-- begin --
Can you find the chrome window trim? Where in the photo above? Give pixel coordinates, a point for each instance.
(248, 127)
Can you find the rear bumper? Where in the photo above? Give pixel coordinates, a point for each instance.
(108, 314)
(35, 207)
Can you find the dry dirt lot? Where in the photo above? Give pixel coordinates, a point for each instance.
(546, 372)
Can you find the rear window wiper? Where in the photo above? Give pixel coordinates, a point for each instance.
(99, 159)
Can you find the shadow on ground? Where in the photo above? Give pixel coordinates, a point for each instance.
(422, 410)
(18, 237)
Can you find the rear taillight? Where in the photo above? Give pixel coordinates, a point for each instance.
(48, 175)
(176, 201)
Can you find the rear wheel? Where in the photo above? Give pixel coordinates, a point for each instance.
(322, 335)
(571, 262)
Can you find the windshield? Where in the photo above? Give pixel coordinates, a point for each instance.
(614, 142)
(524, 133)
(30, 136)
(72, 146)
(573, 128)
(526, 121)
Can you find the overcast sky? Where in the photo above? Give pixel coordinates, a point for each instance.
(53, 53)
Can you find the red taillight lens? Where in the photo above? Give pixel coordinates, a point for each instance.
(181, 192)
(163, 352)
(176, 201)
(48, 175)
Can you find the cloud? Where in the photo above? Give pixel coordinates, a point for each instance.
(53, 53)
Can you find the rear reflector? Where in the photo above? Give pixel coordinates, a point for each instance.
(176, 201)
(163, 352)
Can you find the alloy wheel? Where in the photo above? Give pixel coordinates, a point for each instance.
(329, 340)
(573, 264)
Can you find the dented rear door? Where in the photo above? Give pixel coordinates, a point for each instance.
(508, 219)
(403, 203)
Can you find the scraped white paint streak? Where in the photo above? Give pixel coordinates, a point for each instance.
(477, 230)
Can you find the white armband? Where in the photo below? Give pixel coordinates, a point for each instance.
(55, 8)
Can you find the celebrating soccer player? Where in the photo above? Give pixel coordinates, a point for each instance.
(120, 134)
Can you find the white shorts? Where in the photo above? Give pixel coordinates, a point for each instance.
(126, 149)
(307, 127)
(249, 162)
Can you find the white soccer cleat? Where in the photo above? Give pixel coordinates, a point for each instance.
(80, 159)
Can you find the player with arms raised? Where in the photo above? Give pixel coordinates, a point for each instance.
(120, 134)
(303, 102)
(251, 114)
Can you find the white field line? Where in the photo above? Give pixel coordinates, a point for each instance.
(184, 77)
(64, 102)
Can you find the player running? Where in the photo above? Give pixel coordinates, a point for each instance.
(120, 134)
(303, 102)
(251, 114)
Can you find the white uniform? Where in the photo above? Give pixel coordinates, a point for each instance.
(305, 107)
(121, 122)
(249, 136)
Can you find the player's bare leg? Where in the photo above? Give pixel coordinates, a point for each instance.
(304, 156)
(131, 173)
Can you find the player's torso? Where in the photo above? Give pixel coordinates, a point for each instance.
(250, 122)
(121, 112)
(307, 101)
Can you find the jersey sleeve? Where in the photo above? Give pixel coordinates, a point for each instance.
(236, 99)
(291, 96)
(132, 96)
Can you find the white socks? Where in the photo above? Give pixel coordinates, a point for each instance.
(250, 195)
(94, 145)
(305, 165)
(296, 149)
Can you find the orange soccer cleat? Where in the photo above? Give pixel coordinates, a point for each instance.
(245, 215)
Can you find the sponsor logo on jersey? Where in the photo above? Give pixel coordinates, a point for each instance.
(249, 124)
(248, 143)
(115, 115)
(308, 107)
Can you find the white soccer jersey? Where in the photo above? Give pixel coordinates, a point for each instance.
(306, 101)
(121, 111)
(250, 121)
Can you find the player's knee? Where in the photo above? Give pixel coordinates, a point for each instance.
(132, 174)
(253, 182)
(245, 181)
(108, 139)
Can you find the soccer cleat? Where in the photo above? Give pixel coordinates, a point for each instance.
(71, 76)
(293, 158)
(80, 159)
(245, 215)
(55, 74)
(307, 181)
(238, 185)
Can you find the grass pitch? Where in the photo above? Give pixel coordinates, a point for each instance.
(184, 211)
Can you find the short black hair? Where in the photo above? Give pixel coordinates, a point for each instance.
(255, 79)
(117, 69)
-- end --
Short exercise
Retype the material above, line by line, exactly.

Output
Can you find the chrome window trim? Where in the photo above? Give pixel coordinates, a point for each instance.
(248, 127)
Can you find the rear bumper? Where in the photo above? Give pixel coordinates, a point for each instance.
(108, 314)
(35, 207)
Can you find the dry dirt lot? Where in the photo above? Give pixel coordinates, a point for each instance.
(546, 372)
Can you find the rear window wiper? Where in the photo above? Give pixel coordinates, a point for each instance.
(99, 159)
Can you find the shadow on ground? Where in the photo above? Give pixel coordinates, a point for each instance.
(422, 410)
(18, 237)
Can you find the rear taillight? Where in the photo above? Give pixel coordinates, a point for each instance.
(48, 175)
(176, 201)
Can you find the rear wheel? Where in the photo above? Give pixel coordinates, a point for each instance.
(322, 335)
(571, 262)
Can you find the windshield? Where in the photo above? Give pixel coordinates, a point for each instance.
(614, 142)
(524, 133)
(30, 136)
(72, 146)
(573, 128)
(526, 121)
Can you find the overcast sky? Where in the photo above? Give pixel coordinates, a point for each instance.
(53, 53)
Can you find the red taillight lens? Where in the photo above? Give pixel coordinates, a point for each instance.
(181, 192)
(163, 352)
(176, 201)
(48, 175)
Can you find the cloud? Where in the photo above? Give pixel coordinates, a point for each instance.
(53, 53)
Can you find the rear reflector? Where in the photo above? Give pixel coordinates, a point for each instance.
(176, 201)
(163, 352)
Can you find the alloy wheel? Where in the photo above? Give pixel coordinates, a point for each instance.
(329, 340)
(573, 264)
Can you find the dented rear door? Where in the photo above? Give pixel coordinates, a point for each instance.
(508, 219)
(403, 203)
Can you find the scraped white paint streak? Where in the photo above? Give pixel coordinates, a point for each instance.
(477, 230)
Can you find the white armband? Where in the photo below? Give pixel coordinates, a point for each instance.
(55, 8)
Can you find the celebrating soccer player? Where in the photo above? Give pixel coordinates, a point for each instance.
(120, 134)
Can you find the white shorts? Where in the photo above? Give pixel coordinates, a point for each instance.
(126, 149)
(307, 127)
(249, 162)
Can you find the white soccer cleat? Where in the photo above? Give pixel coordinates, a point for each instance.
(80, 159)
Can you find the player with arms raised? Where in the photo above? Give pixel coordinates, a point for each instance.
(120, 134)
(303, 102)
(251, 114)
Can you find the white field line? Where in the photo above? Give pixel coordinates, a point for each instance.
(184, 77)
(64, 102)
Can you find the player running? Where in the photo above? Give pixel coordinates, a point for each instance.
(120, 134)
(303, 102)
(251, 114)
Can you find the white uniform? Where in the photo above? Give pixel coordinates, a point for each instance.
(305, 107)
(121, 122)
(249, 136)
Can you find the player's bare leg? Where in the photo above? Give pixel coordinates, a point for each instance.
(304, 156)
(131, 173)
Can you find the player's torso? Where in the photo above? Give pixel coordinates, a point for each instance.
(250, 122)
(121, 112)
(307, 101)
Can you find the jersey sleeve? Where in the photo above? Give pixel coordinates, a point for each instance.
(236, 99)
(291, 96)
(132, 96)
Can you find the white socks? Where in the photo above? Give pixel coordinates, a point for each instance.
(250, 195)
(94, 145)
(305, 165)
(296, 149)
Can you find the orange soccer cleat? Where in the photo above? Give pixel coordinates, a point for each instance.
(245, 215)
Can you find the sponsor logo on jersey? Where in the photo above? Give pixel coordinates, a point for each instance.
(249, 124)
(248, 143)
(115, 115)
(308, 107)
Can you find the white soccer jersey? Where in the photo above? Give pixel coordinates, a point for each instance.
(306, 101)
(121, 111)
(250, 121)
Can you find the player's knee? Where in the photo above? Give pixel coordinates, a point for each instance.
(132, 174)
(253, 182)
(245, 181)
(108, 139)
Can you find the soccer cleat? Where in the photo above? Give pixel coordinates, a point for each instance.
(71, 76)
(293, 158)
(80, 159)
(245, 215)
(55, 74)
(307, 181)
(238, 185)
Can you find the grass pitch? Where in the photo above? Give pixel coordinates, a point for each instance.
(184, 211)
Can you find the short black hair? Where in the photo above? Give pixel coordinates, a point for each instance.
(255, 79)
(117, 69)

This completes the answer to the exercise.